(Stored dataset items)
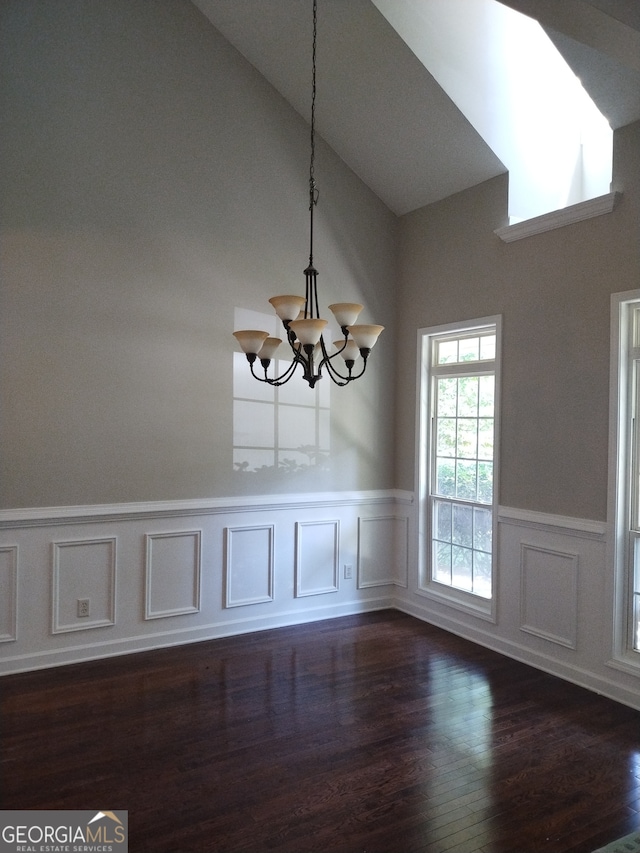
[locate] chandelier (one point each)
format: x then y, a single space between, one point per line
300 315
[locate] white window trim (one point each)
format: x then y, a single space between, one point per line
458 599
620 579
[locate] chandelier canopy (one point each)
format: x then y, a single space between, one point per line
300 315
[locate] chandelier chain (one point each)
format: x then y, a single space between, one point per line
313 192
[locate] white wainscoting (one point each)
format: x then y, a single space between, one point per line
9 597
160 574
171 573
383 551
554 602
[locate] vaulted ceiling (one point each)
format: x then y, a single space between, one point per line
381 110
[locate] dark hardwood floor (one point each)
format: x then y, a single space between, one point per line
368 734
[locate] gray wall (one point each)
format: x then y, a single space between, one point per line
151 183
553 291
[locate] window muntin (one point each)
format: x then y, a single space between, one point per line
459 434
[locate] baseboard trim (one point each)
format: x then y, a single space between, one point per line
85 653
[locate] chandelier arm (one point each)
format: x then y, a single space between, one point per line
276 380
334 372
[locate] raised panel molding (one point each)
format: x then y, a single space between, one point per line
173 573
383 551
83 569
9 598
317 546
249 562
549 591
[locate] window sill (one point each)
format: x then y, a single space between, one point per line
559 218
483 608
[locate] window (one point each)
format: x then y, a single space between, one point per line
283 429
458 461
625 486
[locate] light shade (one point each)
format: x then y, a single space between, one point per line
308 331
287 307
365 335
251 340
350 351
346 312
269 347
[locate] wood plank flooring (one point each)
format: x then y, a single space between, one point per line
368 734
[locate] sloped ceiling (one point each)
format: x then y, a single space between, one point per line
380 109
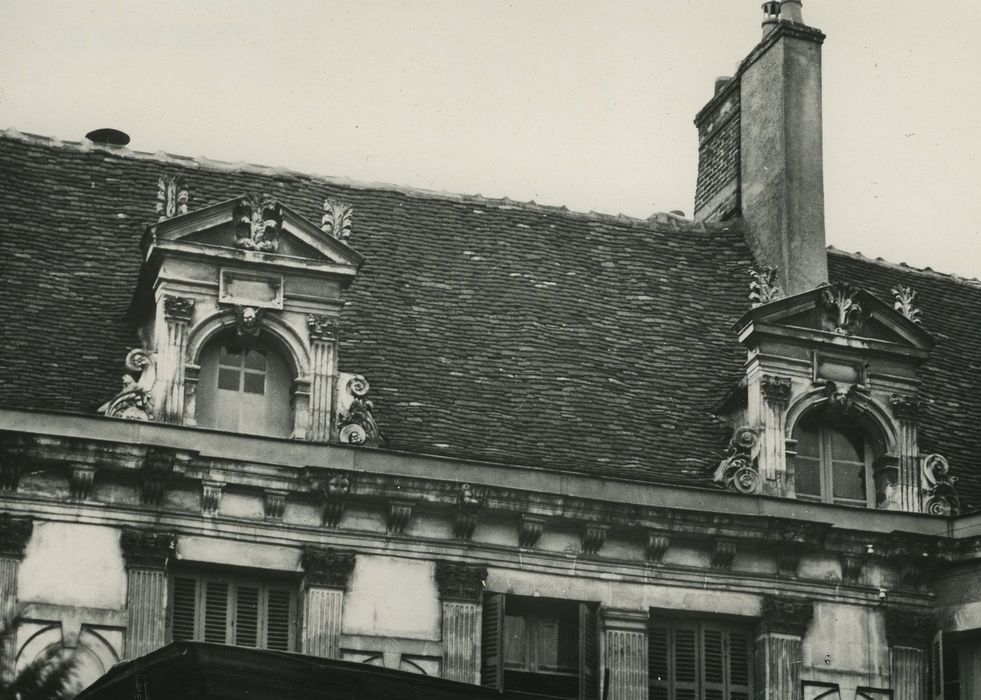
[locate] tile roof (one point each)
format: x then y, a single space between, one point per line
488 329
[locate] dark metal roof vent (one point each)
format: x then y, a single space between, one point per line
108 137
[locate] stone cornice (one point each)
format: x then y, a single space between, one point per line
327 567
147 549
460 582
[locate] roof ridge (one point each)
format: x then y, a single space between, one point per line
951 276
655 222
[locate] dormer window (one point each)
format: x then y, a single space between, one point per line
244 388
833 463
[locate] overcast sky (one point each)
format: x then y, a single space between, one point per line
586 104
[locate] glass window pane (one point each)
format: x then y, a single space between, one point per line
515 642
255 359
849 480
808 443
255 383
229 356
807 476
846 447
228 378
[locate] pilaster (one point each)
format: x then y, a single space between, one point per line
626 653
323 351
177 312
460 589
779 647
328 572
146 553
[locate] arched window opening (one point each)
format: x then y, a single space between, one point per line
834 462
244 387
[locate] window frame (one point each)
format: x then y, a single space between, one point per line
266 586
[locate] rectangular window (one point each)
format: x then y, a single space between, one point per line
540 646
230 609
699 660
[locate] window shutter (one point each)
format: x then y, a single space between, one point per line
491 642
659 662
713 663
684 652
184 607
246 616
279 614
740 665
216 612
937 667
588 653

## [Prompt]
Put every line of the items above into a numbered list, skipping blank lines. Leave the pictures out of your answer.

## [Finished answer]
1. [locate] chandelier (one point each)
2. format: x then y, a single space between, one point per line
3. 300 315
4. [locate] white window trim (one point each)
5. format: x then y, a single space between, one point per line
6. 458 599
7. 620 579
8. [locate] chandelier canopy (one point each)
9. format: x then y, a single space between, one point per line
10. 300 315
11. [locate] chandelier chain (one point each)
12. format: x then y, a single space between, one point per line
13. 313 192
14. [locate] white wainscoting (one point each)
15. format: x then y, a single space between, one point per line
16. 9 597
17. 160 574
18. 171 573
19. 383 551
20. 554 602
21. [locate] vaulted ceiling (one point each)
22. format: x then y, a single space between, one point per line
23. 381 110
24. [locate] dark hardwood floor (one point each)
25. format: x then y, a single space between, one point per line
26. 368 734
27. [locate] gray wall (one point each)
28. format: x then y, a single space between, one point per line
29. 151 183
30. 553 291
31. [locate] window muntin (one point each)
32. format: x then y, a single space between, one point per line
33. 459 434
34. [locate] baseboard trim (one point each)
35. format: x then y, a single space between, one point per line
36. 85 653
37. [locate] chandelier arm (one point each)
38. format: x then y, a single space between, one point per line
39. 276 380
40. 334 372
41. [locate] raised panel molding (one point each)
42. format: x then y, a single space between, one point per line
43. 173 573
44. 383 551
45. 83 569
46. 9 598
47. 317 546
48. 249 562
49. 549 591
50. [locate] window sill (one point each)
51. format: x then y, a single space between, one point per line
52. 559 218
53. 483 608
54. [locate] window (one point each)
55. format: x then y, a single space between, one point per line
56. 283 429
57. 458 461
58. 625 486
59. [locate] light shade (one point each)
60. format: x then y, a single space between, one point per line
61. 308 331
62. 287 307
63. 365 335
64. 251 340
65. 350 351
66. 346 312
67. 269 347
68. [locate] wood plank flooring (one point each)
69. format: x then y, a single space between, one point per line
70. 368 734
71. [locate] sloped ceiling (one point each)
72. format: x then y, a single space between, one point per line
73. 380 109
74. [locate] tile roof (one point each)
75. format: x then y, a single space between, one point per line
76. 488 329
77. [locate] dark metal roof vent (one point each)
78. format: x then y, a single space between, one point per line
79. 108 137
80. [locate] stone cornice (one point each)
81. format: x then y, a single space between, one point per line
82. 327 567
83. 147 549
84. 460 582
85. [locate] roof ridge (one point each)
86. format: x then y, a single space between, one point per line
87. 951 276
88. 655 222
89. [locate] dormer window (one point each)
90. format: x then y, a single space between, one point per line
91. 244 388
92. 833 463
93. [locate] overcast sky (one point each)
94. format: x then y, a single space between, one point per line
95. 586 104
96. [locate] glass window pane (one point each)
97. format: x then y, a single space between, one point per line
98. 515 642
99. 255 359
100. 849 480
101. 808 443
102. 255 383
103. 229 356
104. 807 476
105. 846 447
106. 228 378
107. [locate] pilaster (one point each)
108. format: x then y, a single space between, one point per line
109. 626 653
110. 323 351
111. 177 312
112. 460 589
113. 779 647
114. 328 572
115. 146 553
116. [locate] arched window opening (one point each)
117. format: x then y, a single space between, one point per line
118. 834 462
119. 244 387
120. [locate] window frame (one point each)
121. format: x then y, a single space between, one point per line
122. 266 586
123. [locate] rectangular window (one point each)
124. format: x then y, a single space between, one point per line
125. 540 646
126. 230 609
127. 699 660
128. [locate] window shutter (one point each)
129. format: x then y, a single space between, one point per line
130. 491 642
131. 659 662
132. 713 663
133. 684 652
134. 184 607
135. 246 616
136. 279 614
137. 740 665
138. 216 612
139. 937 667
140. 588 653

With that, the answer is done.